Selected passage:
....................

Friday, February 29, 2008

How CAFE standards hurt the environment

I never understood the argument for CAFÉ (Corporate Average Fuel Economy), the law that forces auto manufacturers to increase the miles per gallon fuel efficiency of their cars. How could it possibly be a good thing to force -- by a top-down Soviet-style mandate -- which cars can and cannot be produced?  People make a zillion tradeoffs when deciding which car to buy -- safety, size, convenience, prestige, economy -- so why not let the manufacturers make the same set of tradeoffs?  Interfering in that process is a sure way to invite unintended consequences.

Don't get me wrong: I obviously think that saving gas is a good thing (heck, I drive a Prius!) But if we think gasoline consumption is too high, there are far better ways to discourage consumption, such as raising the tax on gas, or for that matter, the tax on gas guzzling vehicles.  Or, as the Seattle Times writes today, put tolls on our roads and bridges.

But here's the best reason of all for dumping the CAFÉ: it hurts the environment.  A study by Andrew Kleit, from Pennsylvania State University shows why:

Because the pollution from a car is a direct function of the number of miles it is driven, and people in more fuel-efficient vehicles drive more, the net result from an increase in cafe standards is an increase in automobile pollutants.

....................

Dataset extract:
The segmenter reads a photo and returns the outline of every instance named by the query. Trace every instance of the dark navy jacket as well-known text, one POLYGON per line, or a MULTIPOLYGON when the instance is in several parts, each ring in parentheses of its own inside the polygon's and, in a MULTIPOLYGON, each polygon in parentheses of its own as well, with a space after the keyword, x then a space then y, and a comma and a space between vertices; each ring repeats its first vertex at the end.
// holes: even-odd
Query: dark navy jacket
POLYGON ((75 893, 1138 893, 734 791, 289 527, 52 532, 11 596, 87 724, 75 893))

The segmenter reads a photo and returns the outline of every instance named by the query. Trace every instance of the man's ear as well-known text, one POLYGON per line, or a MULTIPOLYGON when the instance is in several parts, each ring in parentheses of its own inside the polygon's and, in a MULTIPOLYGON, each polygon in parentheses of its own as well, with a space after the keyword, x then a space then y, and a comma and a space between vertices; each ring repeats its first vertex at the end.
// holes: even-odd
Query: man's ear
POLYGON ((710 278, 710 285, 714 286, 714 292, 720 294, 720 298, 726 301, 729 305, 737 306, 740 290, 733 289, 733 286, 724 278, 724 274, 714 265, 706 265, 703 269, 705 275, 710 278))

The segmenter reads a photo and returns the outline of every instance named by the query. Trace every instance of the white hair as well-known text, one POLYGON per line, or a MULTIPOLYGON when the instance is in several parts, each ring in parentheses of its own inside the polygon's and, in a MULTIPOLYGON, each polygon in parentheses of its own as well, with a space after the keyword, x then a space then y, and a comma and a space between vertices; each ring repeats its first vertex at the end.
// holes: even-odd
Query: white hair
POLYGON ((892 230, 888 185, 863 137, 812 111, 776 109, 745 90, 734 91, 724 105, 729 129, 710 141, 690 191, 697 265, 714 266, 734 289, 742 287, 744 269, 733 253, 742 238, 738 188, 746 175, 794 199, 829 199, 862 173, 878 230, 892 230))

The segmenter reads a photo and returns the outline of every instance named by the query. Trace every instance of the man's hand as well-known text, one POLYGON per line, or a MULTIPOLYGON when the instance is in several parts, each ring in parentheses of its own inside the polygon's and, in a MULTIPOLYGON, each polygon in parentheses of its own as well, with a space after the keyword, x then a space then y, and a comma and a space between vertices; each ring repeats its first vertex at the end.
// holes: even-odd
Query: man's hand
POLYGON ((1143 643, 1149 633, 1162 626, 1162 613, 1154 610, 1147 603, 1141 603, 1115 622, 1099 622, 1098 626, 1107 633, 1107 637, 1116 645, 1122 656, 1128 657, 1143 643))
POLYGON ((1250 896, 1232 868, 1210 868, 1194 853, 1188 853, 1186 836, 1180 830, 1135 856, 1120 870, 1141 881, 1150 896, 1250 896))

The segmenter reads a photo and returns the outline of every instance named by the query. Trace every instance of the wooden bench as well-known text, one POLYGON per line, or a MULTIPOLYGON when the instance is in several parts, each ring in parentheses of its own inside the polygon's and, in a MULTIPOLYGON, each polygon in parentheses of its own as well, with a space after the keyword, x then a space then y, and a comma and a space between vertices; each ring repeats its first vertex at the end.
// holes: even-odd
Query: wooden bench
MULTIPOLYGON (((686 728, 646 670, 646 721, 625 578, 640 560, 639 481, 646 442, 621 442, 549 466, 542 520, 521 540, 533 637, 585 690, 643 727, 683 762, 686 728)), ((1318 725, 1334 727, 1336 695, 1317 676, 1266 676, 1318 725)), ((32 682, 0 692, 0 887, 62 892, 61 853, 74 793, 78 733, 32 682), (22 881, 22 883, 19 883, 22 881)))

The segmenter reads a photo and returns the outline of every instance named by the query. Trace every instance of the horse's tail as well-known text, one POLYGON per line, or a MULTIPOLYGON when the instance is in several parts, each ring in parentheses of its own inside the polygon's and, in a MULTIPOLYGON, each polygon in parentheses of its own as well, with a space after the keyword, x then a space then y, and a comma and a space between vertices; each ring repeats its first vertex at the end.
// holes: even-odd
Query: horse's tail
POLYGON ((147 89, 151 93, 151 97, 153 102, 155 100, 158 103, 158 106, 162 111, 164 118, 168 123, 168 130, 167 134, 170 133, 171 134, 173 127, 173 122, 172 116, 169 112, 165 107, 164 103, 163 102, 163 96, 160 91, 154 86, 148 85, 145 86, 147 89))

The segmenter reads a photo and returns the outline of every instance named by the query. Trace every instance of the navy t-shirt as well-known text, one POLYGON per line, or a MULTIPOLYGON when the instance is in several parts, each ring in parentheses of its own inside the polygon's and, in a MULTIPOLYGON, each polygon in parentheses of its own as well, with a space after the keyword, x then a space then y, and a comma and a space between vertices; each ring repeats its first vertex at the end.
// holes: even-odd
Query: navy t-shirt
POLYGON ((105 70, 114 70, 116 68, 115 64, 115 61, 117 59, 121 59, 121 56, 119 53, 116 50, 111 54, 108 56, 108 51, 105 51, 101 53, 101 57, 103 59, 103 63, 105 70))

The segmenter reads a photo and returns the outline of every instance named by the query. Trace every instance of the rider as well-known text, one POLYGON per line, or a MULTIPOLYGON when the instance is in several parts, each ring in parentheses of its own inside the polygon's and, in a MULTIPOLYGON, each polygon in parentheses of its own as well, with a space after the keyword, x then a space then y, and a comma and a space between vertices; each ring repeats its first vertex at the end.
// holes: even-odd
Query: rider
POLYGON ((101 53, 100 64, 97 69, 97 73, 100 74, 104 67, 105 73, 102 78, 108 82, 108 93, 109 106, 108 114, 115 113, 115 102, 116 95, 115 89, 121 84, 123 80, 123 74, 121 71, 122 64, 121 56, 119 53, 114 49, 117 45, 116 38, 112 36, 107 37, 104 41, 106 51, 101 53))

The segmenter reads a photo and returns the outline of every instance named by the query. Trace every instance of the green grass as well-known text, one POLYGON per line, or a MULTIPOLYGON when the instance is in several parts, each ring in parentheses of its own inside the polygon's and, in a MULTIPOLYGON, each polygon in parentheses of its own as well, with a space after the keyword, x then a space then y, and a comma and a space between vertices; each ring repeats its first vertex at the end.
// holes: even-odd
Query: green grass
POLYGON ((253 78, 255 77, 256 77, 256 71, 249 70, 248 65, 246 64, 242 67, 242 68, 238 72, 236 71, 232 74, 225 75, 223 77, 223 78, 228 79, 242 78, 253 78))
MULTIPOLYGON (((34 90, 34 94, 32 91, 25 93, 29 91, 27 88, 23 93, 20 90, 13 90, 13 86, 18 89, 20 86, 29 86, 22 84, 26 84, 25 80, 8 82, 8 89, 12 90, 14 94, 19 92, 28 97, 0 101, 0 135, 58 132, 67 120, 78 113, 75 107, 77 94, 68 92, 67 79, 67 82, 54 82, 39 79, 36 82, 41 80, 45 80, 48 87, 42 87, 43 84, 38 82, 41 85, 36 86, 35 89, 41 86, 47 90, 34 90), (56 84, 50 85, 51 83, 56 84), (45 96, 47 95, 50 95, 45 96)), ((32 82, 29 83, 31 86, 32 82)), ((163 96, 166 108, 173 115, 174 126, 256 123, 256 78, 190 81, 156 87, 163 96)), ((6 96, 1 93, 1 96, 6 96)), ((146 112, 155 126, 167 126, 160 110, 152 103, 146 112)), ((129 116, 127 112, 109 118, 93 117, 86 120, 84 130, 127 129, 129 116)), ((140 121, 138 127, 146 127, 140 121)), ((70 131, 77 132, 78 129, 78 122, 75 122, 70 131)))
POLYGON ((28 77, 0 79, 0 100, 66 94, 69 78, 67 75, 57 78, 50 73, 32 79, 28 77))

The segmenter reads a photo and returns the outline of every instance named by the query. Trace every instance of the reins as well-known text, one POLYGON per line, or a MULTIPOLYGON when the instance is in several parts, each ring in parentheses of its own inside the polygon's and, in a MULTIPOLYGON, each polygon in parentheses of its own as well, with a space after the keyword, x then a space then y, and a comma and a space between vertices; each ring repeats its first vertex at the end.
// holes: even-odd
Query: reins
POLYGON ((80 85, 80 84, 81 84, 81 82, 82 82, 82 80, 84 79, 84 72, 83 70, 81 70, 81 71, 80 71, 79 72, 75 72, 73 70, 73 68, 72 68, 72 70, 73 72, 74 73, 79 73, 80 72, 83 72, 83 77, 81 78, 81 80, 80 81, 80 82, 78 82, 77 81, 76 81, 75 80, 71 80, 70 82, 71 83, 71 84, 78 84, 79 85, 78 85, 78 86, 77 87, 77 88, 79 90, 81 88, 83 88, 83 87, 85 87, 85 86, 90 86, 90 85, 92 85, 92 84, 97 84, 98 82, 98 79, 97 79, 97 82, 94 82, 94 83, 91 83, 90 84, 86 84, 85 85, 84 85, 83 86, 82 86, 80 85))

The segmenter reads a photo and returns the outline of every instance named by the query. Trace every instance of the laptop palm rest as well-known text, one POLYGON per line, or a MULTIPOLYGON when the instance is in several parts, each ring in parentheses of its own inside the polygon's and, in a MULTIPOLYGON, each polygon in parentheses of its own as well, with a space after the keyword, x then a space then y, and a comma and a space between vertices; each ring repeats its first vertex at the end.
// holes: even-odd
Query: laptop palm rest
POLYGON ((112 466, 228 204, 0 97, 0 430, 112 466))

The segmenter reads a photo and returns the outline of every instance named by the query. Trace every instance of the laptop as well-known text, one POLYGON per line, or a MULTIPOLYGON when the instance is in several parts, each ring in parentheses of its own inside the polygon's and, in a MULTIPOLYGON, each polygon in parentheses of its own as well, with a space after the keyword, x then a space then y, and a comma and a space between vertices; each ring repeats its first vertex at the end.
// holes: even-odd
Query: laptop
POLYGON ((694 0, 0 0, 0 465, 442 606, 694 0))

....................

Exercise 1:
Shorten the paragraph beginning "Don't get me wrong" in the CAFE standards post above, keeping its main points.
Exercise 2:
Extend the CAFE standards post above by writing what comes next after its final sentence.

Reply 1:
The writer favors saving gas and drives a Prius, but sees better ways than CAFE to cut gasoline use: a higher gas tax, a tax on gas-guzzling vehicles, or, as the Seattle Times suggests today, tolls on roads and bridges.

Reply 2:
If you think about it, this is just common sense.   All other things being equal, you will drive more if your car costs less to drive.  I find this happening all the time myself: because my car gets 44+mpg, I don't think twice about taking trips that I might avoid if I were worried about gas prices.

How much worse will the air get under the new CAFE laws proposed by Obama and others?

  % increase because of CAFE
VOC Emissions 2.30%
NOx Emissions 4.97%

These are increased pollutants that Kleit computes will result from the extra driving that is an inevitable consequence of raising CAFE standards to 35mpg or more.  The math behind this isn't terribly complicated: just ask how much more people will drive thanks to better fuel efficiency and multiply by the additional pollutants expelled per mile.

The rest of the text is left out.